**Prompt**. If a line of the material contains "race", copy it.

*** Opening of Given data ***

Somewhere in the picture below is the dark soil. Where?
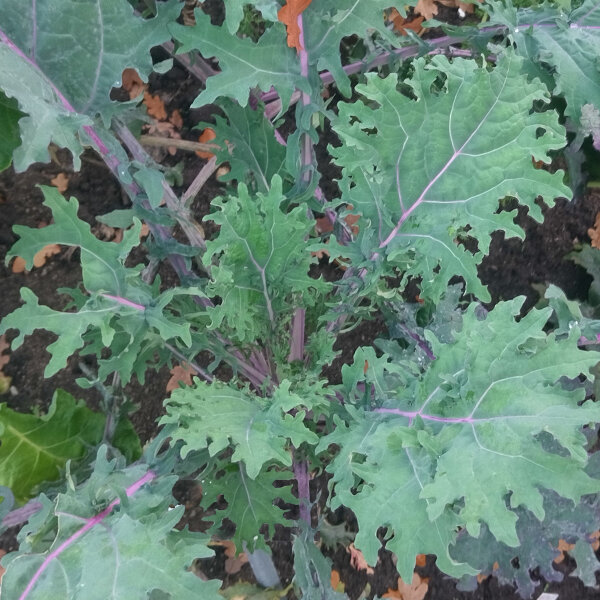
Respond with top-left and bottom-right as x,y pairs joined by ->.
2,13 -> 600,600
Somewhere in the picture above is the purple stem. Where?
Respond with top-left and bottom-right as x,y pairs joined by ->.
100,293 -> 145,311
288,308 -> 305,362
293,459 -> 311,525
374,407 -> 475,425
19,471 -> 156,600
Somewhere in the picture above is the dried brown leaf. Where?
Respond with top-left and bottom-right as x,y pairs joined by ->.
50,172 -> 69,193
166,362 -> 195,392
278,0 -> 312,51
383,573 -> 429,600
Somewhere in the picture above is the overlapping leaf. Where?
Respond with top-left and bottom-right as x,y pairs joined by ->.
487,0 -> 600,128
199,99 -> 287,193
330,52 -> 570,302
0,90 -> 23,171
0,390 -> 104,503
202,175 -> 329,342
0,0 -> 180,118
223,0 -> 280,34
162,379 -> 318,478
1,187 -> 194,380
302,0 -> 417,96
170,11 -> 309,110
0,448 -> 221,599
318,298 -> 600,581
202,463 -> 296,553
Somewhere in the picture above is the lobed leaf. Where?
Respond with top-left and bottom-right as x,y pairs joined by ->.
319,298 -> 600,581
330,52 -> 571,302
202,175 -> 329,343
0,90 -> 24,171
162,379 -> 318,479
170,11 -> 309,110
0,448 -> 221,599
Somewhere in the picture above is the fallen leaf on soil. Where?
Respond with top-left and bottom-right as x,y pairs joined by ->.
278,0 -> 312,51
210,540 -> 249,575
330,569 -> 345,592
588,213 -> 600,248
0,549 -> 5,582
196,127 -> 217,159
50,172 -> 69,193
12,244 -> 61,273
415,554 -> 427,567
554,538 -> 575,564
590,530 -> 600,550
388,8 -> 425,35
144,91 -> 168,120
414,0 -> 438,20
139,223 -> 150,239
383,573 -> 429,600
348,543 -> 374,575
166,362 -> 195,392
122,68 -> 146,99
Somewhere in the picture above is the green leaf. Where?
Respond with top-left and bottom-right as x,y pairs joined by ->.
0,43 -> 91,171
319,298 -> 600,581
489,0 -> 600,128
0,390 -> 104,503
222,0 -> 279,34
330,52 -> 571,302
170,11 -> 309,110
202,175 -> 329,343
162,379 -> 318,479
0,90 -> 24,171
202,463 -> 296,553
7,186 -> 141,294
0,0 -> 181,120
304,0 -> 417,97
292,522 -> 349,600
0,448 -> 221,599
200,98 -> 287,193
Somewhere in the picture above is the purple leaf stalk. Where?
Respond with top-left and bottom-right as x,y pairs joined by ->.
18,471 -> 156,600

*** Close of Given data ***
*** Opening of Given data ***

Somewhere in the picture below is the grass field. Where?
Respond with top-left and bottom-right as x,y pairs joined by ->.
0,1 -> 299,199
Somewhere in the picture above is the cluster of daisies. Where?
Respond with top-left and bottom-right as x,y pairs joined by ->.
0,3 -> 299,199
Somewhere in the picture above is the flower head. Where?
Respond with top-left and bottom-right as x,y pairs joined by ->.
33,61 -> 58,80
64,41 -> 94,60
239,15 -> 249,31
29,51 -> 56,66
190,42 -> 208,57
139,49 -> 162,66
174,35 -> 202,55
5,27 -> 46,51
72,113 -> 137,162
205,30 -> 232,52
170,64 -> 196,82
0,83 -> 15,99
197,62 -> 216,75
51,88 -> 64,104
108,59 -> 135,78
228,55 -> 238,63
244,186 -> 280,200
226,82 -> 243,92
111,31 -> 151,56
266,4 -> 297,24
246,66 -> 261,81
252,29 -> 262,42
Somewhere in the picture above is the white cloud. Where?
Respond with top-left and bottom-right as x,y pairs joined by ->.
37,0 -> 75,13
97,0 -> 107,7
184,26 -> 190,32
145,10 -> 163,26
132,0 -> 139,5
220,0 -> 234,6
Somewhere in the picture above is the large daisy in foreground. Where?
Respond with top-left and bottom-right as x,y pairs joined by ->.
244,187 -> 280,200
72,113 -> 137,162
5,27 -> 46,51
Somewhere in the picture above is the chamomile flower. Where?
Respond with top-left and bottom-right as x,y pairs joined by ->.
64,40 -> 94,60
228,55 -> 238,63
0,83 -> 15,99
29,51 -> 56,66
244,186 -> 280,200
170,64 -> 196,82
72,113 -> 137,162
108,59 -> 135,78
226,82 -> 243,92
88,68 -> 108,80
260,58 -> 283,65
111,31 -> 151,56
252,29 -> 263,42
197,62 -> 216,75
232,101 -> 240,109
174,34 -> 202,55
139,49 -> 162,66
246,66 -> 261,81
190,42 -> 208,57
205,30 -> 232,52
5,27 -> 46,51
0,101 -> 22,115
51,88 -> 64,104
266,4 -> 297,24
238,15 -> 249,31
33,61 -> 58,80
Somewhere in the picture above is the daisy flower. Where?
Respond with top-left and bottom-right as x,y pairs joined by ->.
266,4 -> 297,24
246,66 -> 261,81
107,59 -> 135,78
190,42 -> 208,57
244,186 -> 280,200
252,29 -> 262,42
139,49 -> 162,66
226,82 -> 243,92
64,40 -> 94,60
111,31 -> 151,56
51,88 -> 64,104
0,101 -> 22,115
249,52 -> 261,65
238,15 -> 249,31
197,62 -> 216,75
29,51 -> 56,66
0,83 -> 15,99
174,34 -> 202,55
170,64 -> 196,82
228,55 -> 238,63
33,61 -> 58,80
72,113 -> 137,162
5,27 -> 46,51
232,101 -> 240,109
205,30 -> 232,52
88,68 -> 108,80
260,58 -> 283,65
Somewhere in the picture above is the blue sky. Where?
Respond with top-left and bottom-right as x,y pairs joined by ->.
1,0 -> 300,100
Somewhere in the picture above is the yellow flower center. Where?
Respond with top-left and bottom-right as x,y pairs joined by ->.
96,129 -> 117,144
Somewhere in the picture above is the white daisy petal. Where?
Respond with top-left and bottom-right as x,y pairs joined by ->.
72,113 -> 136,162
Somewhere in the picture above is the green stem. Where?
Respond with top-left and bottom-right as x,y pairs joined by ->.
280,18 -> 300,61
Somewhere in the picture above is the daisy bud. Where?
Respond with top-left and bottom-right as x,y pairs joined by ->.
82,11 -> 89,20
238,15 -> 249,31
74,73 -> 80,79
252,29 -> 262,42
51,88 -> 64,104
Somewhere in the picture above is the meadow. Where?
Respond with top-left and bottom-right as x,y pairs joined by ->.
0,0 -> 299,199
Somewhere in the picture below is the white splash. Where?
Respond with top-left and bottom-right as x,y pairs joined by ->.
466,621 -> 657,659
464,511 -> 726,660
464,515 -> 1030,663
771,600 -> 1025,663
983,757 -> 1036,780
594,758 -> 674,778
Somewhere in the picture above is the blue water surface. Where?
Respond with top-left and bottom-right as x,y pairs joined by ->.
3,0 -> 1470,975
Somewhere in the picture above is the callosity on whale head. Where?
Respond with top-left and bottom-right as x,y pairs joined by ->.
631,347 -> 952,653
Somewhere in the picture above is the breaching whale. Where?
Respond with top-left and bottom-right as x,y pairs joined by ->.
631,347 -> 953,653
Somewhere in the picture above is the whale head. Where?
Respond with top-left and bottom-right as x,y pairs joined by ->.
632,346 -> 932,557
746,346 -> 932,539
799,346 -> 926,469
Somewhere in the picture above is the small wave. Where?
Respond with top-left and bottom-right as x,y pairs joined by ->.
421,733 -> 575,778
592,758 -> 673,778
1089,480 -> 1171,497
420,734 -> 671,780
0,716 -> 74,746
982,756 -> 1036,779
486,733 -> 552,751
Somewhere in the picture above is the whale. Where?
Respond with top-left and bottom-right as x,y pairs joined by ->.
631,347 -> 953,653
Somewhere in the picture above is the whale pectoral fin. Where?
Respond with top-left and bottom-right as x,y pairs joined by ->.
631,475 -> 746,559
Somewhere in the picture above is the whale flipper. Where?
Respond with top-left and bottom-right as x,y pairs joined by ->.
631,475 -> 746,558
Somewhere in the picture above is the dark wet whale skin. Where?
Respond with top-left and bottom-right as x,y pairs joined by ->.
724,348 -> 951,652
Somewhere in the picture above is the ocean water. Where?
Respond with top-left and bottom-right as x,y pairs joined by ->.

*** Close of Given data ***
*** Opening of Given data ***

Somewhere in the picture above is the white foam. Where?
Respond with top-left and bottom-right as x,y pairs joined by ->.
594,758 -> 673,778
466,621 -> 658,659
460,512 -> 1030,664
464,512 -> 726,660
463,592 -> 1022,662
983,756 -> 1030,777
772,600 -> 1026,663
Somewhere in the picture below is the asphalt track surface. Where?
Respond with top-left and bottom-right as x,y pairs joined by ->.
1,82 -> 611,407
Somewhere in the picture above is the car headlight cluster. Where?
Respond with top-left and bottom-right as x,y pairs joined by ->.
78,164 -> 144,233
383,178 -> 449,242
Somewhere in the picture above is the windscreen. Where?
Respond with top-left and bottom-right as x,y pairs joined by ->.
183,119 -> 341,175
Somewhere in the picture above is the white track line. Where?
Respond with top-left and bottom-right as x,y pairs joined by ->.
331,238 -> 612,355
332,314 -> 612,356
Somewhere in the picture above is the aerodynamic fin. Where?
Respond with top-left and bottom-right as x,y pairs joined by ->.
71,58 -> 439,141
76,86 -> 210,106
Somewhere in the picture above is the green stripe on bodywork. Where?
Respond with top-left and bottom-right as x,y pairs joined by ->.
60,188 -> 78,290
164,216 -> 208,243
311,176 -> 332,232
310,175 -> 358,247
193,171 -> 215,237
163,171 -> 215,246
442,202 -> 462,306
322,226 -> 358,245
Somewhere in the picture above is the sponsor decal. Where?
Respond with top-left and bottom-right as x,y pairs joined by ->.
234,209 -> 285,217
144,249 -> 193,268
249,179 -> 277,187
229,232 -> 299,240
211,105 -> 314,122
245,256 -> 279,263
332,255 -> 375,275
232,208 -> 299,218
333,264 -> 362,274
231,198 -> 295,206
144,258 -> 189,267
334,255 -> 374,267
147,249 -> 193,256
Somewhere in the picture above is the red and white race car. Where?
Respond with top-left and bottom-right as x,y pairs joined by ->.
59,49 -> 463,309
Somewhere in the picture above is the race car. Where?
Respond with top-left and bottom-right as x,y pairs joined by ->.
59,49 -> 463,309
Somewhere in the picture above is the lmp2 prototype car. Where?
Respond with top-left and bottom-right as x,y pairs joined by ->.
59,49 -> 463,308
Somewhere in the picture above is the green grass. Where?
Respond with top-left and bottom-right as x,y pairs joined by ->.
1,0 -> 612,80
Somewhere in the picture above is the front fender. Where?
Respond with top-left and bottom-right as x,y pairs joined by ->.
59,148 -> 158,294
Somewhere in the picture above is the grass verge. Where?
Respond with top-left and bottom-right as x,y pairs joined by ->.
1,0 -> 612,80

*** Close of Given data ***

**Finished task**.
Somewhere in the picture above is the red and white race car. Where?
Somewhere in the picture above is the race car. Where?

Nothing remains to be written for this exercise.